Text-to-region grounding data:
══════════════════════════════

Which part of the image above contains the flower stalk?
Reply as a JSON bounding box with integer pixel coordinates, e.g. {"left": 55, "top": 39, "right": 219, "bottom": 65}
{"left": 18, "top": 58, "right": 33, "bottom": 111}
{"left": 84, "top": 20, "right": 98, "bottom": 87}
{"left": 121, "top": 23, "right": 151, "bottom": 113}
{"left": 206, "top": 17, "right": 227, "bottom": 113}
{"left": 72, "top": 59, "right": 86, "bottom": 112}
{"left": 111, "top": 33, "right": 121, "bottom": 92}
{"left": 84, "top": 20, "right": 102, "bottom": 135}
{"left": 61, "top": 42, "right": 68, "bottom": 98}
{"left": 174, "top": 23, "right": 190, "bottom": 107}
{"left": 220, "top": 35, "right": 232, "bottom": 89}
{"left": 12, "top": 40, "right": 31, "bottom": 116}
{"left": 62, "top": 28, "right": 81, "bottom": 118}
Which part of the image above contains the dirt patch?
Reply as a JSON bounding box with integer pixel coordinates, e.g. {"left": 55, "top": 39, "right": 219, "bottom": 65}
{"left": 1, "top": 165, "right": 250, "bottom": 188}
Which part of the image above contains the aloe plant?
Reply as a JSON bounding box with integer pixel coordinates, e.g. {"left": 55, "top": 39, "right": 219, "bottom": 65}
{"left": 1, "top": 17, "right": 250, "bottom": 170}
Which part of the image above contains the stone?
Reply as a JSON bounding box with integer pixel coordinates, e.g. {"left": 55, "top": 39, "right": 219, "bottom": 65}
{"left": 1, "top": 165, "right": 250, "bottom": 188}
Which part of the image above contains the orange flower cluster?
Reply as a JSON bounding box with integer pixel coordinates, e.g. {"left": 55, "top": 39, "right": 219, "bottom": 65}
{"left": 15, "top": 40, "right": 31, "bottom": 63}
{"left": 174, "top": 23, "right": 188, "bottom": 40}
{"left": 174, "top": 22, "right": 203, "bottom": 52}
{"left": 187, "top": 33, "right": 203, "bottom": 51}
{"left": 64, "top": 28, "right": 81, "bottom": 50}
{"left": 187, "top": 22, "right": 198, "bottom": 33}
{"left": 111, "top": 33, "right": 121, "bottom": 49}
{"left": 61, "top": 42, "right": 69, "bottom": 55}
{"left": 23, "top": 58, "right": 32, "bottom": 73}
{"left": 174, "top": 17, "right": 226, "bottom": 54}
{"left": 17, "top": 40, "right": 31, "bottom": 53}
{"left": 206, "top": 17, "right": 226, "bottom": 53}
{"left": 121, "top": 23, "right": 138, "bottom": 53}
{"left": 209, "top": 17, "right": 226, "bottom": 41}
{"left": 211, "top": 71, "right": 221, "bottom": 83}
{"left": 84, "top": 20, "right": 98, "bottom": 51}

══════════════════════════════

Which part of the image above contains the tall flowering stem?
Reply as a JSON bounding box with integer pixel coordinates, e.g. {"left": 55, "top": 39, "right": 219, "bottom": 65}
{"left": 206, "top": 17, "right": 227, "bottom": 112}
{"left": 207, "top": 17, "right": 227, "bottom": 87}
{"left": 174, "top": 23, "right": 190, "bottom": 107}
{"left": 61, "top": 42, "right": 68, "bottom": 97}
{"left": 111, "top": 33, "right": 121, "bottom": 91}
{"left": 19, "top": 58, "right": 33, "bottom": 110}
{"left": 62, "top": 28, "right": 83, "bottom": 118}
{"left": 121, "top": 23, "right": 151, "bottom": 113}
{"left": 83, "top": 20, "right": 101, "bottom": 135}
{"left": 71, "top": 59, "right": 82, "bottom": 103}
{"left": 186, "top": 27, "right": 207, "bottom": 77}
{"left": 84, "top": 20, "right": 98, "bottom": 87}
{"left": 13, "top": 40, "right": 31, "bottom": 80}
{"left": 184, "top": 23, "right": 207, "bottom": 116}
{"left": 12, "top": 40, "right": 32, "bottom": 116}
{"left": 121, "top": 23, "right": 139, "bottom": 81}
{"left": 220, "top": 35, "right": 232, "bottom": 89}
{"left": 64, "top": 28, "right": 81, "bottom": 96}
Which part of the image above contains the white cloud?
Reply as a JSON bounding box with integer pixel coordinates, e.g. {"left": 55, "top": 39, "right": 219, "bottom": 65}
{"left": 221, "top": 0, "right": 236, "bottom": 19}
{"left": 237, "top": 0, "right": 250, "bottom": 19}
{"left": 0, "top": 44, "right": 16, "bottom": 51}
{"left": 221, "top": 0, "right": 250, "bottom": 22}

══════════════════════════════

# [REQUIREMENT]
The entries above hold the needed span. Transcribe exactly the lines from the one with "Which part of the image above contains the stone?" to the one with "Which part of the image above contains the orange", both included.

# [RESULT OF THIS EXERCISE]
Which part of the image above contains the stone?
Reply as a JSON bounding box with integer pixel coordinates, e.g. {"left": 55, "top": 39, "right": 219, "bottom": 65}
{"left": 1, "top": 165, "right": 250, "bottom": 188}
Which part of the image above contains the orange flower cluster?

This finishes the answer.